### Exercise aim
Looking at the records below, count how many lines contain the string "open". Give that number alone.

### Region pointing data
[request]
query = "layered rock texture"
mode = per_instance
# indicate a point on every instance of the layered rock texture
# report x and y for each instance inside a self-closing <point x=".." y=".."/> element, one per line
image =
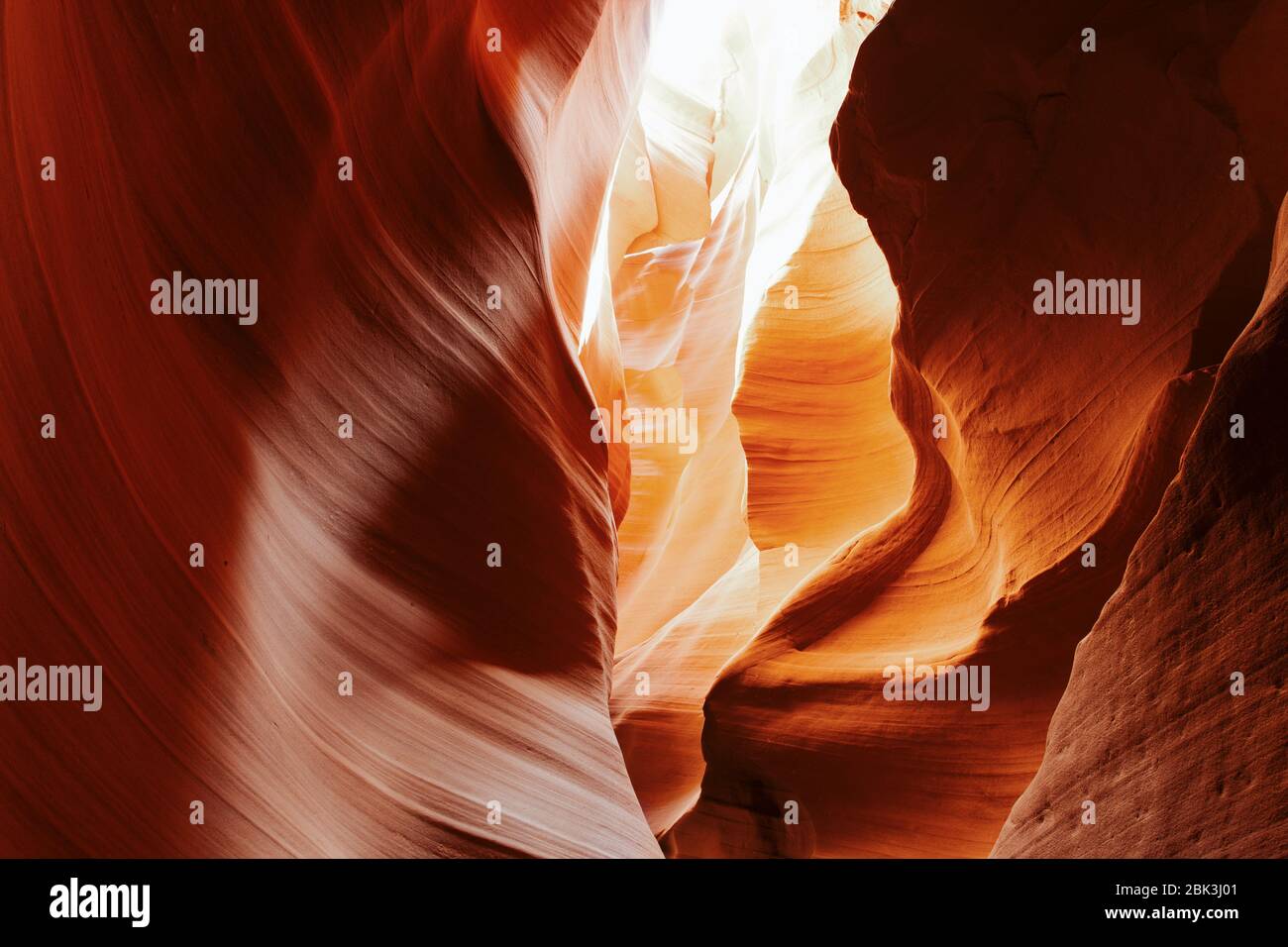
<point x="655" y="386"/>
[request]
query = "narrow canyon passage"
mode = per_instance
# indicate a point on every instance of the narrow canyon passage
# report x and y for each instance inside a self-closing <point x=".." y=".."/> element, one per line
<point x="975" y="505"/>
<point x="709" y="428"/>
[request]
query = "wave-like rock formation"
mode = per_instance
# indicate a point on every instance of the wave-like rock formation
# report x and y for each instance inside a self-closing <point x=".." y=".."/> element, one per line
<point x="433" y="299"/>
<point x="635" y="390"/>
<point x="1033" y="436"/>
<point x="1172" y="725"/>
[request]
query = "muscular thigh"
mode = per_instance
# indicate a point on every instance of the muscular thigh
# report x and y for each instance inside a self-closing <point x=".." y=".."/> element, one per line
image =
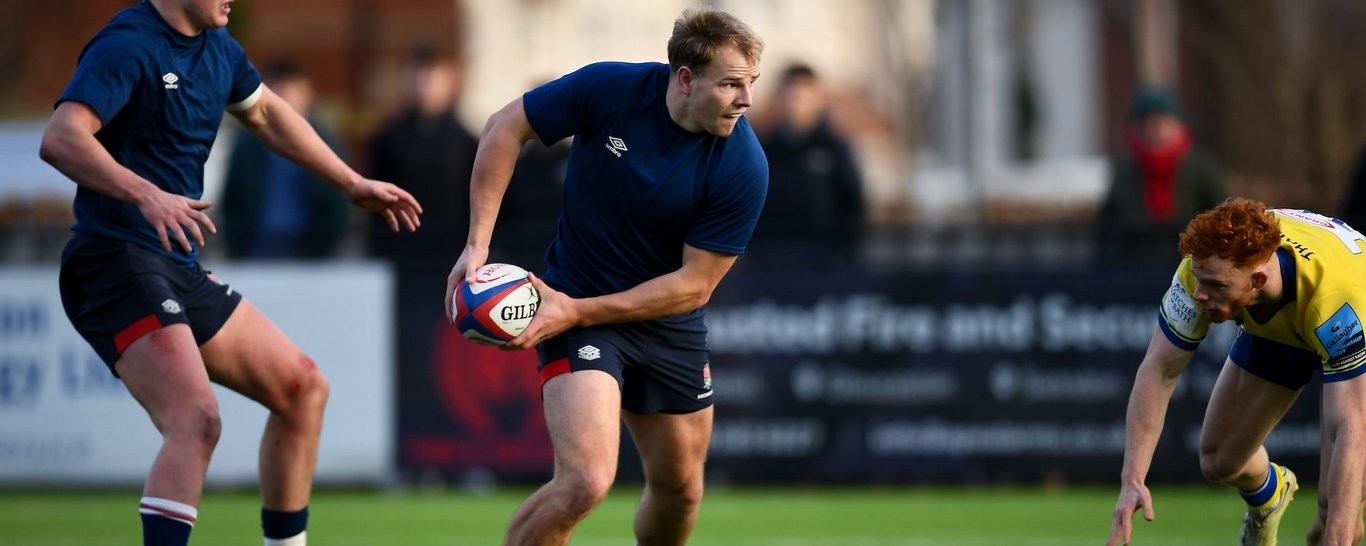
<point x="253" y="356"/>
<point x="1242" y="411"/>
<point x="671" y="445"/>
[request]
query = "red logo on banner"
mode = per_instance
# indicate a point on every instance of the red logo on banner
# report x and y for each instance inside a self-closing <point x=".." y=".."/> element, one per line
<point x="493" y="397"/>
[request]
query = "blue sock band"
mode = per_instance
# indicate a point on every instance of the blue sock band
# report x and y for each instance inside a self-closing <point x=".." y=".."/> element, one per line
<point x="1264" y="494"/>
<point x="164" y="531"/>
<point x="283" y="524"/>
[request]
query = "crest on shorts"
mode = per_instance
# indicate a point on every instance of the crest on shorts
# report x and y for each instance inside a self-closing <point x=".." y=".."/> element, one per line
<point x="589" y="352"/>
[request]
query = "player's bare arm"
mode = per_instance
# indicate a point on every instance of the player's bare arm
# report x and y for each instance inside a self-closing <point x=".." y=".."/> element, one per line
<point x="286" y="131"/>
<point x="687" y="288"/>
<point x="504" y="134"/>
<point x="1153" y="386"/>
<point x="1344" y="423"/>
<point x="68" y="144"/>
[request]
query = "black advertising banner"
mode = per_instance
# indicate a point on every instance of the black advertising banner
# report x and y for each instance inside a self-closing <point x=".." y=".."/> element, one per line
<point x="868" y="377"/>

---

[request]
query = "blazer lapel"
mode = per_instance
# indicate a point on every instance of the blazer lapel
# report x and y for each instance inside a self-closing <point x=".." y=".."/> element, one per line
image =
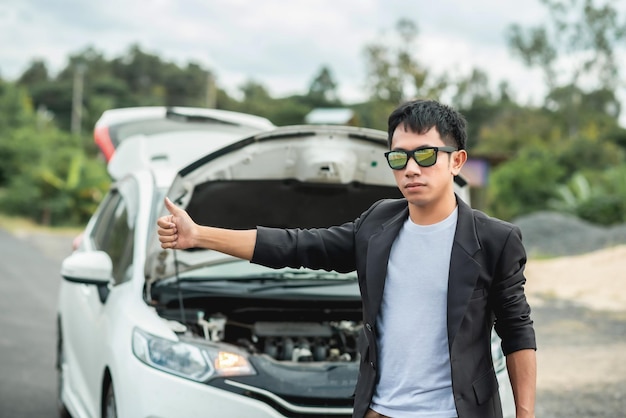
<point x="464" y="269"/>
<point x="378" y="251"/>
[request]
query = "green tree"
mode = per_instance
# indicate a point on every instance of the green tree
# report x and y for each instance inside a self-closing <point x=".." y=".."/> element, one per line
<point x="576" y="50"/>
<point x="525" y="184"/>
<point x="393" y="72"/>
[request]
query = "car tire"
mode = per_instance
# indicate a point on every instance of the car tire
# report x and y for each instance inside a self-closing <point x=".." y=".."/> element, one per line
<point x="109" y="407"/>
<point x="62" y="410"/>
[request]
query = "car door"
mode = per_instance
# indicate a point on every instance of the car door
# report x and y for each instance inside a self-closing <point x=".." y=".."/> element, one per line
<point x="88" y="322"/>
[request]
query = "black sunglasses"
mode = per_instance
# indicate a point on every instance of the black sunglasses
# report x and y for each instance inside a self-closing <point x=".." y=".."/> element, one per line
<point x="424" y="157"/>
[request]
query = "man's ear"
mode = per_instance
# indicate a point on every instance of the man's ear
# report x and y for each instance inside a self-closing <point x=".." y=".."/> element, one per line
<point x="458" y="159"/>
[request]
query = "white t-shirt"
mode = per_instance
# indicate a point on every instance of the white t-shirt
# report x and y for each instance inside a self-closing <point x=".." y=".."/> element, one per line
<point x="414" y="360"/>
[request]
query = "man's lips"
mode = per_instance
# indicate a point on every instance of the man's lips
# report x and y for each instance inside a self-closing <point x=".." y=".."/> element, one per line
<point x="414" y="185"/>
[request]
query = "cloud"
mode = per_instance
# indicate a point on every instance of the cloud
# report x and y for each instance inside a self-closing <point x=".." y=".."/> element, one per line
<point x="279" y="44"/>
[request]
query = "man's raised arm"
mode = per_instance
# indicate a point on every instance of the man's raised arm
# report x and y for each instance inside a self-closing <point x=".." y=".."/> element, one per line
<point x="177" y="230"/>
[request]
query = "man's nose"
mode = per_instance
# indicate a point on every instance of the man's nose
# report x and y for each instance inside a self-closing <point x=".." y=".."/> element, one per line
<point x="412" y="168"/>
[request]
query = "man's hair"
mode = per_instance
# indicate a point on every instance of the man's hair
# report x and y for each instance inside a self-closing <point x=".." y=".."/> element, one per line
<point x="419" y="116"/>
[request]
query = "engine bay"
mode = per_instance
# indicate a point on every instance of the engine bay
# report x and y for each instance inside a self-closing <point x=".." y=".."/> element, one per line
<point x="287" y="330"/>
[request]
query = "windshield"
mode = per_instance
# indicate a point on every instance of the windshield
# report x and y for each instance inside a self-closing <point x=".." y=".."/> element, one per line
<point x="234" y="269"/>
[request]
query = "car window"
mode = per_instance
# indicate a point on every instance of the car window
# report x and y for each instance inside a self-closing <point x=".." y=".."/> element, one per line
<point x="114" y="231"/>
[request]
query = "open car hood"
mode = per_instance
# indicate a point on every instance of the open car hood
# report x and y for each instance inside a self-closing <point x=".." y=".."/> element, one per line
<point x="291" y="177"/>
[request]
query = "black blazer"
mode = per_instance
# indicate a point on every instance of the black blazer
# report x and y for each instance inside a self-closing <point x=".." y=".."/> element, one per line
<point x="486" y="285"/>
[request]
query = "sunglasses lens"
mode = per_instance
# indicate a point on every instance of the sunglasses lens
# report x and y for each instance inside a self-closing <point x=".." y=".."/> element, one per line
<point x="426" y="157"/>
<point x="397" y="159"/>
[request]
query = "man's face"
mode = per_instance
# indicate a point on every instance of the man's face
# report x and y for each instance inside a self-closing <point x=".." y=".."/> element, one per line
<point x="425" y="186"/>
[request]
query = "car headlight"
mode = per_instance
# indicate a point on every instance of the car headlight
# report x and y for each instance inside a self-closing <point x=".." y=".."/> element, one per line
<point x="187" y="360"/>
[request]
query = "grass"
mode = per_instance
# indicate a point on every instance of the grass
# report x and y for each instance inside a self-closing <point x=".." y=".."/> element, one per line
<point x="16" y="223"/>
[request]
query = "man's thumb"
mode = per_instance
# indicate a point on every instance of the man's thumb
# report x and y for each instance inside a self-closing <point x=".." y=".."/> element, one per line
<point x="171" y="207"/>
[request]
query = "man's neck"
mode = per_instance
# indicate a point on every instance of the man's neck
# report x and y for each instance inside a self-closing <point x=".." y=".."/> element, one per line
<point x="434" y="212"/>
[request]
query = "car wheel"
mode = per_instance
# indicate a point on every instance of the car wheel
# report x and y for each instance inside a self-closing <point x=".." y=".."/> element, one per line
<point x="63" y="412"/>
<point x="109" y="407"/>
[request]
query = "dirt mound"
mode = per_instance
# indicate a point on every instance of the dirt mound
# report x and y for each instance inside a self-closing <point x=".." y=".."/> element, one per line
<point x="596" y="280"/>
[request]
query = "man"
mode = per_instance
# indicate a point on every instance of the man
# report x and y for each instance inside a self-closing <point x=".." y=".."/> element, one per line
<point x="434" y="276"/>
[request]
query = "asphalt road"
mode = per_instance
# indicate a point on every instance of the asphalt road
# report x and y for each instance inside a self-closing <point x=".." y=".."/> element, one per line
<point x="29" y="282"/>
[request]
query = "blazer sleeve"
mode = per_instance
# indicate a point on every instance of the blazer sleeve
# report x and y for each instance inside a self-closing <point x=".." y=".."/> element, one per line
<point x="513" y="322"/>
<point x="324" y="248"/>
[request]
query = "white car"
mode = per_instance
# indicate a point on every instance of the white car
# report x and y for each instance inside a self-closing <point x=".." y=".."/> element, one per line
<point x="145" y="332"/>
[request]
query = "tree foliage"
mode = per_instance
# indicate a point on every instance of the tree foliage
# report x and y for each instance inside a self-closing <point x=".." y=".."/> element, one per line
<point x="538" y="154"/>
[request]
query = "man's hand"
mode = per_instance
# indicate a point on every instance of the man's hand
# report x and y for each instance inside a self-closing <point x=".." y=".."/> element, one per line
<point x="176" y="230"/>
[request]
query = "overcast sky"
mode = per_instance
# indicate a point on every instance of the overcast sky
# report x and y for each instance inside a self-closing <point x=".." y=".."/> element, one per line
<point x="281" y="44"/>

### Task response
2